753-Fumo no Lago Niassa


Em 1963 fui a Vila Cabral (AM 61) com um DO-27, numa missão de apoio logístico a pedido do Comando do Sector.
Havia poucos meses que tinha chegado a Moçambique, a amena temperatura que se fazia sentir graças aos 1400 metros de altitude do planalto criava um ambiente que me recordava a metrópole.
A noite dormia-se de um sono, e o aconchego do cobertor aumentava a ilusão de estar em Portugal.
A variedade dos produtos agrícolas próprios de climas temperados era enorme, batatas, morangos, verduras, completavam a ilusão, não sendo fácil acreditar que era em Moçambique onde me encontrava.
Depois deste apontamento que nem vem muito a propósito, vamos ao que interessa.

A organização dos voos e operações relacionadas - carga do avião, horários, definição de percursos etc.- era da responsabilidade dum Oficial de Operações, nomeado para o efeito pelo Comando do Sector.
O senhor Alferes desempenhava estas funções com tal desembaraço (vocábulo militar), intervindo em todas as áreas, que foi por pouco que não lhe entreguei o avião para ele executar por completo a missão. Na prática era só o que lhe faltava fazer, pilotar o DO-27.
O voo para Olivença, cerca de 200 km para Norte - informação do Senhor Alferes - seria um voo calmo e simples, pois a meteorologia previa um dia de bom tempo.
Poucos minutos após a descolagem já o lago Niassa era bem visível ao meu lado esquerdo. Parecia um enorme espelho azul, bem polido naquela manhã límpida e fresca. O recorte das margens montanhosas e abruptas, ou a imaginação dos meus 23 anos, levavam-me até à Suíça, onde nunca estivera mas que imaginava ser assim.
O voo decorreu sem percalços e com a máxima normalidade.
À chegada, o pessoal do destacamento militar, a autoridade civil e a população, manifestavam-se com entusiasmo. Era o avião que não viam há muito tempo, o correio tão ansiado, os géneros frescos tão necessários, o rádio novo para o posto administrativo, enfim um sem número de itens assaz importantes. Por razões diferentes de cada um, foi uma festa para nós todos.
Descarregado o avião e depois de uma alongada conversa prazenteira, descolei de regresso a Vila Cabral.
Resolvi fazer o percurso fora da rota habitual, perto do lago e a uma altitude que me permitisse gozar em pleno aquela paisagem grandiosa, quiçá única!...
Ainda não tinha voado quinze minutos nesta contemplação descontraída quando vejo para lá do meio do lago, perto do Malawi, três enormes cones negros invertidos, com o vértice ao nível da água e a base muito alta, parecendo-me acima dos três mil pés de altitude.
Só podia ser fumo, pensei. O lago Niassa com uma enorme profundidade ombreia com tantos outros grandes lagos Africanos, numa zona de “rift” tectónico que separa as placas africana e arábica, com actividade vulcânica constante. Estava explicado o fenómeno, concluí tranquilo.
O pessoal do AM 61 nunca tinha ouvido falar de tal coisa e o alferes, o tal oficial de operações, olhou-me até com um ar de desconfiança e enfado face à persistência na da minha descrição.

● **LINHAS FORNECIDAS**:
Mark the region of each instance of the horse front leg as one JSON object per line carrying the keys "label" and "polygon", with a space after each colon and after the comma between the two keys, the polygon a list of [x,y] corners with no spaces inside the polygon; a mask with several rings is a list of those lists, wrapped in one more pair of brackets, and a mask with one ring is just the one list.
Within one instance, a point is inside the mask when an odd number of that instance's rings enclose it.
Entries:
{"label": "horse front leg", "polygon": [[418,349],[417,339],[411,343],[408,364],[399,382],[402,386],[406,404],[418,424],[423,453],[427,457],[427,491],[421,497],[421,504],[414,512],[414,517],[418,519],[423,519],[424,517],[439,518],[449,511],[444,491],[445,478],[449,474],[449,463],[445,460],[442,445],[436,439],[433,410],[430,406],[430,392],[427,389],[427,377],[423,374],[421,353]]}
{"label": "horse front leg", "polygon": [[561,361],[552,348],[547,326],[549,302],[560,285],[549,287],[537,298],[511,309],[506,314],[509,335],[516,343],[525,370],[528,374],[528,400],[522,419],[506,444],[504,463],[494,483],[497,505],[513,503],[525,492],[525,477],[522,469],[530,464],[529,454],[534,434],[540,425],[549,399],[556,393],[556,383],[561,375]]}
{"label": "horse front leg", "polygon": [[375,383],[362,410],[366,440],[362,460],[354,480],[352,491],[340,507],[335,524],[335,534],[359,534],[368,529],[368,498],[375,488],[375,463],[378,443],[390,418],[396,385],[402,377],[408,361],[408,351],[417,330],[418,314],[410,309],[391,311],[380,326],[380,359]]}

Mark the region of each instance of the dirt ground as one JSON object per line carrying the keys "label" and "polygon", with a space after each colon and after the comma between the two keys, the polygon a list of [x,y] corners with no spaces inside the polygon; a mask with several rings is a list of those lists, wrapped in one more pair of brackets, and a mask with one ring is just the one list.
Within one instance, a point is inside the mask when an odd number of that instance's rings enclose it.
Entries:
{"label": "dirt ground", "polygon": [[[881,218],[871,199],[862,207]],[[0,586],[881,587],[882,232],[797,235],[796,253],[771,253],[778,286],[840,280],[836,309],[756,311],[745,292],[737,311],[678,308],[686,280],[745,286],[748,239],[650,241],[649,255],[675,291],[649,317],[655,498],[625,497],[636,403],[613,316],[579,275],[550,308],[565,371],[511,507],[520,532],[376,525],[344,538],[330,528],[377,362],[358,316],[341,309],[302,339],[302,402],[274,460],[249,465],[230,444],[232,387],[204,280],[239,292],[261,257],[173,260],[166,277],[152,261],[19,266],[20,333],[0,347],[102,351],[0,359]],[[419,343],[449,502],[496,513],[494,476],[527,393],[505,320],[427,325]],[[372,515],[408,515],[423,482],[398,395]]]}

● **TAREFA PROPOSTA**:
Transcreva sem qualquer alteração o trecho do relato sobre o fumo no lago Niassa que vai de "Resolvi fazer o" a "fenómeno, concluí tranquilo.".

● **RESULTADO OBTIDO**:
Resolvi fazer o percurso fora da rota habitual, perto do lago e a uma altitude que me permitisse gozar em pleno aquela paisagem grandiosa, quiçá única!...
Ainda não tinha voado quinze minutos nesta contemplação descontraída quando vejo para lá do meio do lago, perto do Malawi, três enormes cones negros invertidos, com o vértice ao nível da água e a base muito alta, parecendo-me acima dos três mil pés de altitude.
Só podia ser fumo, pensei. O lago Niassa com uma enorme profundidade ombreia com tantos outros grandes lagos Africanos, numa zona de “rift” tectónico que separa as placas africana e arábica, com actividade vulcânica constante. Estava explicado o fenómeno, concluí tranquilo.